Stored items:
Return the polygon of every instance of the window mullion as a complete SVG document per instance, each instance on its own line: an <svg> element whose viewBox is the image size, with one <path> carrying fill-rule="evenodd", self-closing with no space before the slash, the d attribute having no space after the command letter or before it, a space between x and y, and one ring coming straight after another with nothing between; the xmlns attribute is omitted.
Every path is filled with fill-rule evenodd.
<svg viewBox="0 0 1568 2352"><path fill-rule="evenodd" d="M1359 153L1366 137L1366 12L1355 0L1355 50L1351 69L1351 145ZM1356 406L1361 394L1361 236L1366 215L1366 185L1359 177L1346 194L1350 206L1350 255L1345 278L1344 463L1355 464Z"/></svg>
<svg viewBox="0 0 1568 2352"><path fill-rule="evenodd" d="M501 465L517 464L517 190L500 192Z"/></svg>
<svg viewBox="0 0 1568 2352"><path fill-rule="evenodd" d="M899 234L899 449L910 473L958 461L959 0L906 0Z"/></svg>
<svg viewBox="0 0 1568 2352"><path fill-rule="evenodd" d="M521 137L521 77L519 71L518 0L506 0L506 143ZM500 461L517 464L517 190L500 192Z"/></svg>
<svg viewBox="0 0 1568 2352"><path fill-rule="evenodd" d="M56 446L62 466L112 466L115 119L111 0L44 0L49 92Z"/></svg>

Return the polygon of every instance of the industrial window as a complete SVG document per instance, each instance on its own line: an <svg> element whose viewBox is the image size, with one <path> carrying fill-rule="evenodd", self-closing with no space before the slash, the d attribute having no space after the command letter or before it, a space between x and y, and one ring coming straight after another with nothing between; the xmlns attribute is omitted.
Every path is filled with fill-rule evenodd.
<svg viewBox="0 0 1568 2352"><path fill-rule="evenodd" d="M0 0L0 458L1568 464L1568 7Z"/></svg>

◆ **PROBLEM STATEMENT**
The data are to be transcribed in full, exactly as given.

◆ **ANSWER SECTION**
Return the polygon of every instance of the window mullion as a complete SVG document per instance, each instance on its own line: an <svg> element whose viewBox is the image size, with one <path> carrying fill-rule="evenodd", self-closing with no space before the slash, the d attribute having no space after the command letter or before it, a space between x and y, and one ring coming straight after another with nothing between; the xmlns attribute is omitted.
Every path is filled with fill-rule evenodd.
<svg viewBox="0 0 1568 2352"><path fill-rule="evenodd" d="M1359 153L1366 137L1366 12L1355 0L1355 50L1351 69L1351 145ZM1356 406L1361 394L1361 236L1366 215L1366 185L1359 177L1346 194L1350 206L1350 255L1345 278L1344 463L1355 464Z"/></svg>
<svg viewBox="0 0 1568 2352"><path fill-rule="evenodd" d="M501 465L517 464L517 190L500 192Z"/></svg>
<svg viewBox="0 0 1568 2352"><path fill-rule="evenodd" d="M899 234L899 449L910 473L958 461L959 0L906 0Z"/></svg>
<svg viewBox="0 0 1568 2352"><path fill-rule="evenodd" d="M521 137L521 77L519 71L518 0L506 0L506 143ZM500 461L517 464L517 190L500 192Z"/></svg>
<svg viewBox="0 0 1568 2352"><path fill-rule="evenodd" d="M56 446L62 466L112 466L115 119L111 0L44 0L49 92Z"/></svg>

Return the polygon of every instance of the industrial window as a complete SVG document per instance, each instance on its own line: an <svg> element whose viewBox is the image size, with one <path> carrying fill-rule="evenodd", self-closing with no space before the slash, the d attribute having no space after the command letter or before it, a space between x and y, and one ring coming straight after another with nothing between; the xmlns attribute is omitted.
Every path is filled with fill-rule evenodd.
<svg viewBox="0 0 1568 2352"><path fill-rule="evenodd" d="M0 0L0 458L1568 464L1568 7Z"/></svg>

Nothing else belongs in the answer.